▶ Testo fornito:
________________________________________
Sono finiti i tempi dei grandi progetti delle assise di Bad Godesberg e di Épinay, il cui indotto progettuale avrebbe ispirato, a livello continentale e nella dimensione delle singole realtà nazionale, la sommità dell'incrocio tra civiltà liberaldemocratica ed equilibrio più elevato di giustizia sociale.

La riflessione, sul punto, sarebbe lunga. Ci limitiamo a dire che caduta del muro e globalizzazione (ancorché archiviata) non sono passate senza danno. Ma è pur vero che, sia pure con qualche livido e con accentuate smagliature, l'intelaiatura del pensiero socialista è, come dimostra la sostanziale tenuta di consenso della “famiglia” alle, come si diceva, elezioni per il rinnovo del Parlamento Europeo, vivo e potenzialmente può lottare.

Discorso tutt'affatto diverso deve farsi per il “parente” italiano della famiglia. Manifestamente sottodimensionato in termini di consistenza di consensi, soprattutto di rating politico.

Per far entrare in famiglia il recalcitrante PD, DS, PD, di fronte a tutto ciò che evocasse la connotazione “socialista” si dovette edulcorare con l'aggiunta del qualificativo dem.

Operazione sintattica che in ogni caso (anche pensando agli splendori prestazionali della penultima generazione) non solleva di un ette il basso apporto del “parente” italiano, manifestamente non identificabile in nessuna delle fattispecie dei progetti in cui si articola il pensiero del socialismo europeo.
________________________________________
▶ Voci del dataset:
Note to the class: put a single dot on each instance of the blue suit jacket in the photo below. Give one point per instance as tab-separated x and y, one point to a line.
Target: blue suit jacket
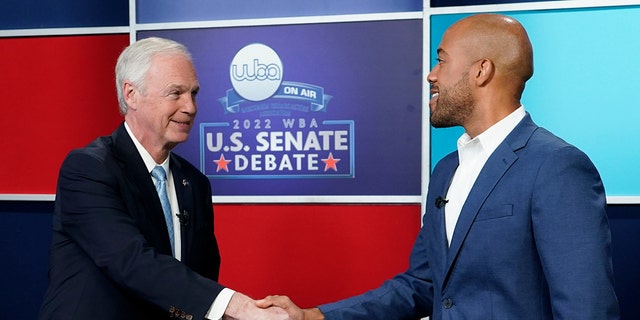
110	256
532	242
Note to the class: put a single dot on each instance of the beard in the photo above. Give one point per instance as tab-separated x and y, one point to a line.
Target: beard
454	105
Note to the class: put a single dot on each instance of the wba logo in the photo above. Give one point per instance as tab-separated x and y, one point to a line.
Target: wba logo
256	72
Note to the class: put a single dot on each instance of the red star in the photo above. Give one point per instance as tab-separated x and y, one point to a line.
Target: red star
222	163
330	163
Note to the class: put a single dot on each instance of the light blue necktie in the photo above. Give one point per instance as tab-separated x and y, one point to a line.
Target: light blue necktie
161	187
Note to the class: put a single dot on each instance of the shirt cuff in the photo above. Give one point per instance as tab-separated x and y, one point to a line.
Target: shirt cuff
220	304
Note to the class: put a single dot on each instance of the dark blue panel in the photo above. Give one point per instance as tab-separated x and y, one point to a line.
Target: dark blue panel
151	11
30	14
451	3
25	235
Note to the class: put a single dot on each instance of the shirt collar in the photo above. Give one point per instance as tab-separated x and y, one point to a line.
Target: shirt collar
491	138
146	157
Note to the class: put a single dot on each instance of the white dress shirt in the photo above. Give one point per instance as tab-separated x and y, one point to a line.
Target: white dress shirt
221	302
473	154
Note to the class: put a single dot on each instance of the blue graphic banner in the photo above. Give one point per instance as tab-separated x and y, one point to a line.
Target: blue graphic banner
282	113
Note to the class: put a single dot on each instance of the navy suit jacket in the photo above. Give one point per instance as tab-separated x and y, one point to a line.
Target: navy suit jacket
110	256
532	242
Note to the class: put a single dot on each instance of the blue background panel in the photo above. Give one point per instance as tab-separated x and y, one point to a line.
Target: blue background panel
153	11
584	88
450	3
34	14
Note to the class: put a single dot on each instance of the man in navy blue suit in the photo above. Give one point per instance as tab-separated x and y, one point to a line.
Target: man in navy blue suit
515	224
115	254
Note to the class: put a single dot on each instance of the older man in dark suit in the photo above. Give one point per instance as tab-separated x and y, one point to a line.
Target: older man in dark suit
133	234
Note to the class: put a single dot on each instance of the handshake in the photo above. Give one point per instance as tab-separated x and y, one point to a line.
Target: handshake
272	307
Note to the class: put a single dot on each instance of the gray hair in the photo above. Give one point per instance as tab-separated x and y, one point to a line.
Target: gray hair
135	60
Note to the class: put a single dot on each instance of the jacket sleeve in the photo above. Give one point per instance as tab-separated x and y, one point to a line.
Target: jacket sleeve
408	295
93	211
572	235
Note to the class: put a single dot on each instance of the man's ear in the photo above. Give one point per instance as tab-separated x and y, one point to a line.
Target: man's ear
131	95
484	72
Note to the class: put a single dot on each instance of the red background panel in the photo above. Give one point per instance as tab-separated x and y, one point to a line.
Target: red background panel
313	253
59	94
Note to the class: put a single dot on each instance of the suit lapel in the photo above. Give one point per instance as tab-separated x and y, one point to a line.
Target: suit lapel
150	219
494	169
184	194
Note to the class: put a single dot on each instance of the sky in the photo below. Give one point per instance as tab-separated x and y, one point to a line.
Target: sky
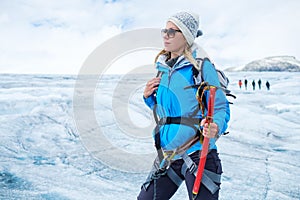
56	37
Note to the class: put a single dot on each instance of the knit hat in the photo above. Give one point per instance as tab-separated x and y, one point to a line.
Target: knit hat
188	23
________________________________________
▶ Consegna 1: Riproduci fedelmente il brano del testo sul socialismo europeo compreso tra "Sono finiti i" e "potenzialmente può lottare.", estremi inclusi.
▶ Consegna 2: Quali parole compaiono tra virgolette tipografiche (“ ”) nel testo sul socialismo europeo? Elencale tutte, ciascuna una sola volta.
▶ Consegna 3: Prosegui il testo sul socialismo europeo dopo la sua ultima frase.

▶ Risultato 1:
Sono finiti i tempi dei grandi progetti delle assise di Bad Godesberg e di Épinay, il cui indotto progettuale avrebbe ispirato, a livello continentale e nella dimensione delle singole realtà nazionale, la sommità dell'incrocio tra civiltà liberaldemocratica ed equilibrio più elevato di giustizia sociale.

La riflessione, sul punto, sarebbe lunga. Ci limitiamo a dire che caduta del muro e globalizzazione (ancorché archiviata) non sono passate senza danno. Ma è pur vero che, sia pure con qualche livido e con accentuate smagliature, l'intelaiatura del pensiero socialista è, come dimostra la sostanziale tenuta di consenso della “famiglia” alle, come si diceva, elezioni per il rinnovo del Parlamento Europeo, vivo e potenzialmente può lottare.

▶ Risultato 2: famiglia, parente, socialista

▶ Risultato 3:
Sappiamo una cosa: non ci sarà nessun indotto (né per il PSE né il suo referente italiano) dall'aspettativa sinergica, se il “parente povero” nazionale non entrerà nella visuale, teorico-pratica, del range continentale.

E, per quanto possa apparire irrealistico (rispetto alle entità on the ground) l'apporto di quel che resta del combinato teorico lib-lab, erede di oltre un secolo di testimonianza, in capo alla “riserva” socialista, sarà fondamentale.

Ma, come da sempre considera il direttore ed editorialista de La Giustizia, al cui lavoro spesso attingiamo (con gradimento dei nostri lettori), appare ineludibile “nascita di una nuova forza politica riformista, pienamente democratica e libera”.

Un imperativo, questo, che appare ben presente anche nello sforzo locale di testimonianza socialista.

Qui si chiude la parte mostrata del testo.